What you are asked to do: All lines from the line containing "One keypoint belongs to every instance. Tag the water" up to and including the last line of the listing below should be echoed exactly; no other lines belong in the response.

Records for the exercise below:

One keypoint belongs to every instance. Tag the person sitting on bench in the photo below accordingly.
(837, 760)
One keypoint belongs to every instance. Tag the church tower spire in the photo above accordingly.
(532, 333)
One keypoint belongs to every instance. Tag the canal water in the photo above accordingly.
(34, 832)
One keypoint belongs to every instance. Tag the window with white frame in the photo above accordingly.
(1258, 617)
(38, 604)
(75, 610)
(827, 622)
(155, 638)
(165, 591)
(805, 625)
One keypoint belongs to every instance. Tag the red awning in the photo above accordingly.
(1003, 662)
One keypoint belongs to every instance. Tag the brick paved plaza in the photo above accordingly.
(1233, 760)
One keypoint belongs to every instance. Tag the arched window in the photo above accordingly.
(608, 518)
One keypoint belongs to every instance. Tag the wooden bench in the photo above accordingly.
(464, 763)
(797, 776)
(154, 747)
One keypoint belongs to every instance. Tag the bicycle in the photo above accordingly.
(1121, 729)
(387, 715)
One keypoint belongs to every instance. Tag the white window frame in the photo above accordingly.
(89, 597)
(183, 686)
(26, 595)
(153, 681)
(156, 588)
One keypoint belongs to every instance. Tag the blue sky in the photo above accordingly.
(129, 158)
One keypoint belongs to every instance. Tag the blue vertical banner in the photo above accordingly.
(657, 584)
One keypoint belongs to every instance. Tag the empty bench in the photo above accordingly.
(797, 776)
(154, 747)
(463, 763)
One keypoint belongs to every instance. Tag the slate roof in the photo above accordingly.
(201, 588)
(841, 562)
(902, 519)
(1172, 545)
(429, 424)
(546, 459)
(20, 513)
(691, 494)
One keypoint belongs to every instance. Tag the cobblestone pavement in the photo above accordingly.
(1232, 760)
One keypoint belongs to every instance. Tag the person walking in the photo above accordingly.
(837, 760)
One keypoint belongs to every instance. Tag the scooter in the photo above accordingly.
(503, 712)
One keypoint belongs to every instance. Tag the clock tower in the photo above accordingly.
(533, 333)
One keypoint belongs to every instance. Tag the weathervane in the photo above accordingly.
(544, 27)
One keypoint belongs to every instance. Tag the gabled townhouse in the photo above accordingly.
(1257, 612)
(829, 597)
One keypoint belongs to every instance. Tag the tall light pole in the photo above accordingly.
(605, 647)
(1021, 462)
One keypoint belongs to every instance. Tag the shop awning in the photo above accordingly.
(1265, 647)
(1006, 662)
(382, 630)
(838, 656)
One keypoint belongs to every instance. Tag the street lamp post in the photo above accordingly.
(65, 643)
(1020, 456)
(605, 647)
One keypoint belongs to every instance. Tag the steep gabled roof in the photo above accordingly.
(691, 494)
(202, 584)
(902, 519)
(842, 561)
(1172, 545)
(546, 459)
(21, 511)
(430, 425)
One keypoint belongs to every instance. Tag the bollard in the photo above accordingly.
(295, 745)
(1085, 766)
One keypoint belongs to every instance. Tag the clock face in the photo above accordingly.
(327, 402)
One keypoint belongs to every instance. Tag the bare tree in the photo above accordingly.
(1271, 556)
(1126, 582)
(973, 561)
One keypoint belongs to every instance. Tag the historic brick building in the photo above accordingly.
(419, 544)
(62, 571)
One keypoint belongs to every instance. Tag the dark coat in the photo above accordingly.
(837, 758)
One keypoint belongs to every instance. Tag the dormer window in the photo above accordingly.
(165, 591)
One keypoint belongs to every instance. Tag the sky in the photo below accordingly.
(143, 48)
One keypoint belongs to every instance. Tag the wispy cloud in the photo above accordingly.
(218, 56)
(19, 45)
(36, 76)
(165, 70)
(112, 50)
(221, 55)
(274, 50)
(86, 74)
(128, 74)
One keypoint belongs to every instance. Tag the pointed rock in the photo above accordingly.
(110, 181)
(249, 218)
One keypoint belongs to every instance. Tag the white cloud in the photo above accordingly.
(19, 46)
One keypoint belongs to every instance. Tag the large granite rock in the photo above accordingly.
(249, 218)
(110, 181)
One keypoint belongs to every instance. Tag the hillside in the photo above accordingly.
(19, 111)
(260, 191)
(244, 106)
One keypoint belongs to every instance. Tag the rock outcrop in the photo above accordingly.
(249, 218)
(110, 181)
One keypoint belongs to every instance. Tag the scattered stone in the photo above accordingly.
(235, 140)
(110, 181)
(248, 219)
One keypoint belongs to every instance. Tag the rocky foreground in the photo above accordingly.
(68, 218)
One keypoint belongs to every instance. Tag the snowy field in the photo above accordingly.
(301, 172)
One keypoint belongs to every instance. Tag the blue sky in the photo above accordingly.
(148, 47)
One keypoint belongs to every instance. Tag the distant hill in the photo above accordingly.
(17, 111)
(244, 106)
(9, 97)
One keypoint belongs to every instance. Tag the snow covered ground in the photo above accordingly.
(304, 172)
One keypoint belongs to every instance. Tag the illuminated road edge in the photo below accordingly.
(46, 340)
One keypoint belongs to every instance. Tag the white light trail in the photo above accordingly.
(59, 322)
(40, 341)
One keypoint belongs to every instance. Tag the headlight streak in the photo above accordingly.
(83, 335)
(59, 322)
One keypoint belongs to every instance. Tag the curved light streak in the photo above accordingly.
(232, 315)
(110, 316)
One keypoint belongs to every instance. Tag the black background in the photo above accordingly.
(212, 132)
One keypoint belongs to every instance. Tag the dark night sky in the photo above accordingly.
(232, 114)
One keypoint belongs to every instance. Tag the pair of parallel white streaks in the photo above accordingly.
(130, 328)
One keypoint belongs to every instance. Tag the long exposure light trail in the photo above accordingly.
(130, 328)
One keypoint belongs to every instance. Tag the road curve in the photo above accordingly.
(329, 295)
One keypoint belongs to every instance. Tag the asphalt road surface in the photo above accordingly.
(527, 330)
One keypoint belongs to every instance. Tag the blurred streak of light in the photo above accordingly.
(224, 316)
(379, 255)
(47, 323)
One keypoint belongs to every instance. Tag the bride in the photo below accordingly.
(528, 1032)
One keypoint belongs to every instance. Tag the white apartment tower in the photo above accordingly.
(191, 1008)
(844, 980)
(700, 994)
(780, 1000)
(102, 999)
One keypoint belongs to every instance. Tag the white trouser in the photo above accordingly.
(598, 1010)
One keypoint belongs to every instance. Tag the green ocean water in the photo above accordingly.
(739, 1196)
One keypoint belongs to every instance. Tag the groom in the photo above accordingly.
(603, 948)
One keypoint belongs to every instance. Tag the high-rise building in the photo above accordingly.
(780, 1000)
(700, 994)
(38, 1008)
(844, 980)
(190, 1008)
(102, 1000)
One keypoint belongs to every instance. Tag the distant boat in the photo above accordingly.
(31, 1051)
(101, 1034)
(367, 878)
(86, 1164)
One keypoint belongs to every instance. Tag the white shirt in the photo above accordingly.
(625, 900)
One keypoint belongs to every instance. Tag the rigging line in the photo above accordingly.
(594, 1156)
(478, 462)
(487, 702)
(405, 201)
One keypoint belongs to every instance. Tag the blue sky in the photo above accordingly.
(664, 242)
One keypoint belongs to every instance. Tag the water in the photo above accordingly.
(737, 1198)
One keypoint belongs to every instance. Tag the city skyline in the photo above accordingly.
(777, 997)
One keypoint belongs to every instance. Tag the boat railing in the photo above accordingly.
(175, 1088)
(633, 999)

End of Records for the exercise.

Solution to the exercise:
One keypoint belongs to every instance. Tag the water in the photo above accordingly.
(737, 1198)
One keypoint belongs to every instance. Tag the city skyline in the photo above accordingly.
(777, 997)
One keypoint belongs to every instance. Tag the boat railing in the photo above accordingly.
(175, 1088)
(633, 999)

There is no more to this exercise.